:: Data shown ::
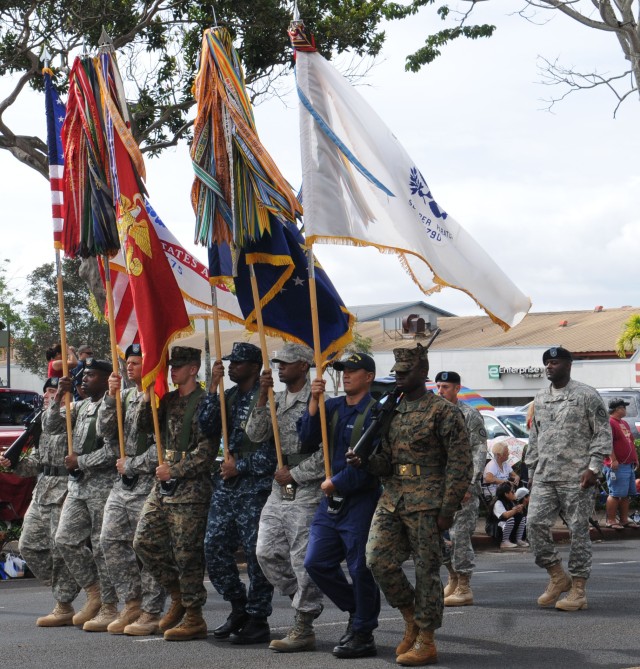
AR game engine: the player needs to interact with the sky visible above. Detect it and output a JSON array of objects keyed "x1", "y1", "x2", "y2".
[{"x1": 1, "y1": 1, "x2": 639, "y2": 322}]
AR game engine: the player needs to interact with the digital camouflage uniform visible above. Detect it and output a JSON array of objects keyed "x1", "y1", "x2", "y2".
[
  {"x1": 247, "y1": 378, "x2": 324, "y2": 615},
  {"x1": 97, "y1": 388, "x2": 164, "y2": 614},
  {"x1": 46, "y1": 396, "x2": 118, "y2": 604},
  {"x1": 16, "y1": 423, "x2": 80, "y2": 604},
  {"x1": 366, "y1": 391, "x2": 472, "y2": 631},
  {"x1": 199, "y1": 381, "x2": 277, "y2": 618},
  {"x1": 443, "y1": 402, "x2": 487, "y2": 576},
  {"x1": 132, "y1": 387, "x2": 214, "y2": 608},
  {"x1": 525, "y1": 379, "x2": 611, "y2": 578}
]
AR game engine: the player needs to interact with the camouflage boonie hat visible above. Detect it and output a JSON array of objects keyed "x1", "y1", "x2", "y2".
[
  {"x1": 43, "y1": 377, "x2": 60, "y2": 392},
  {"x1": 125, "y1": 343, "x2": 142, "y2": 359},
  {"x1": 542, "y1": 346, "x2": 572, "y2": 364},
  {"x1": 222, "y1": 342, "x2": 262, "y2": 364},
  {"x1": 272, "y1": 343, "x2": 314, "y2": 365},
  {"x1": 84, "y1": 358, "x2": 113, "y2": 374},
  {"x1": 168, "y1": 346, "x2": 201, "y2": 367},
  {"x1": 391, "y1": 344, "x2": 429, "y2": 373}
]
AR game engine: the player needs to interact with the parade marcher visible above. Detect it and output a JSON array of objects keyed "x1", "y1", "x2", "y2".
[
  {"x1": 97, "y1": 344, "x2": 165, "y2": 636},
  {"x1": 299, "y1": 352, "x2": 381, "y2": 660},
  {"x1": 248, "y1": 343, "x2": 324, "y2": 653},
  {"x1": 0, "y1": 378, "x2": 81, "y2": 626},
  {"x1": 46, "y1": 359, "x2": 119, "y2": 631},
  {"x1": 199, "y1": 342, "x2": 277, "y2": 645},
  {"x1": 132, "y1": 346, "x2": 214, "y2": 642},
  {"x1": 72, "y1": 344, "x2": 94, "y2": 401},
  {"x1": 525, "y1": 347, "x2": 611, "y2": 612},
  {"x1": 357, "y1": 345, "x2": 472, "y2": 666},
  {"x1": 435, "y1": 370, "x2": 488, "y2": 607}
]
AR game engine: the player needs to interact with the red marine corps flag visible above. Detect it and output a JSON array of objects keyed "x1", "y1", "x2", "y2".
[{"x1": 95, "y1": 52, "x2": 192, "y2": 389}]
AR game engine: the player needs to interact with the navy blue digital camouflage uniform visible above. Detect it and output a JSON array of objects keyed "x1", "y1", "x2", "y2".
[
  {"x1": 298, "y1": 395, "x2": 381, "y2": 634},
  {"x1": 199, "y1": 382, "x2": 277, "y2": 618}
]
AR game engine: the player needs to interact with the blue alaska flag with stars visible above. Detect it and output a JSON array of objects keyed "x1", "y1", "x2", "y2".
[{"x1": 209, "y1": 219, "x2": 354, "y2": 362}]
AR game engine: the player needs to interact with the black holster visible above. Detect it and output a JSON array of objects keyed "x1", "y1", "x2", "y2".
[{"x1": 159, "y1": 478, "x2": 180, "y2": 496}]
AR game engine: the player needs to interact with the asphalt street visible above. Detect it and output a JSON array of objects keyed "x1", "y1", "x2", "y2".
:::
▶ **Exercise requirements**
Exactly the lines from the one containing "AR game engine: the player needs to interact with the black" to the final line of the data, both included, should be printed, and nothing more.

▶ **Result**
AR game engine: the player needs to interact with the black holster visible above. Detect it and output a JSON array of objects keyed "x1", "y1", "x2", "y2".
[{"x1": 159, "y1": 478, "x2": 180, "y2": 496}]
AR game engine: the player needs to interact with the asphalt street visible above. Detect it and output a JSON array of objects keyed "x1", "y1", "x2", "y2".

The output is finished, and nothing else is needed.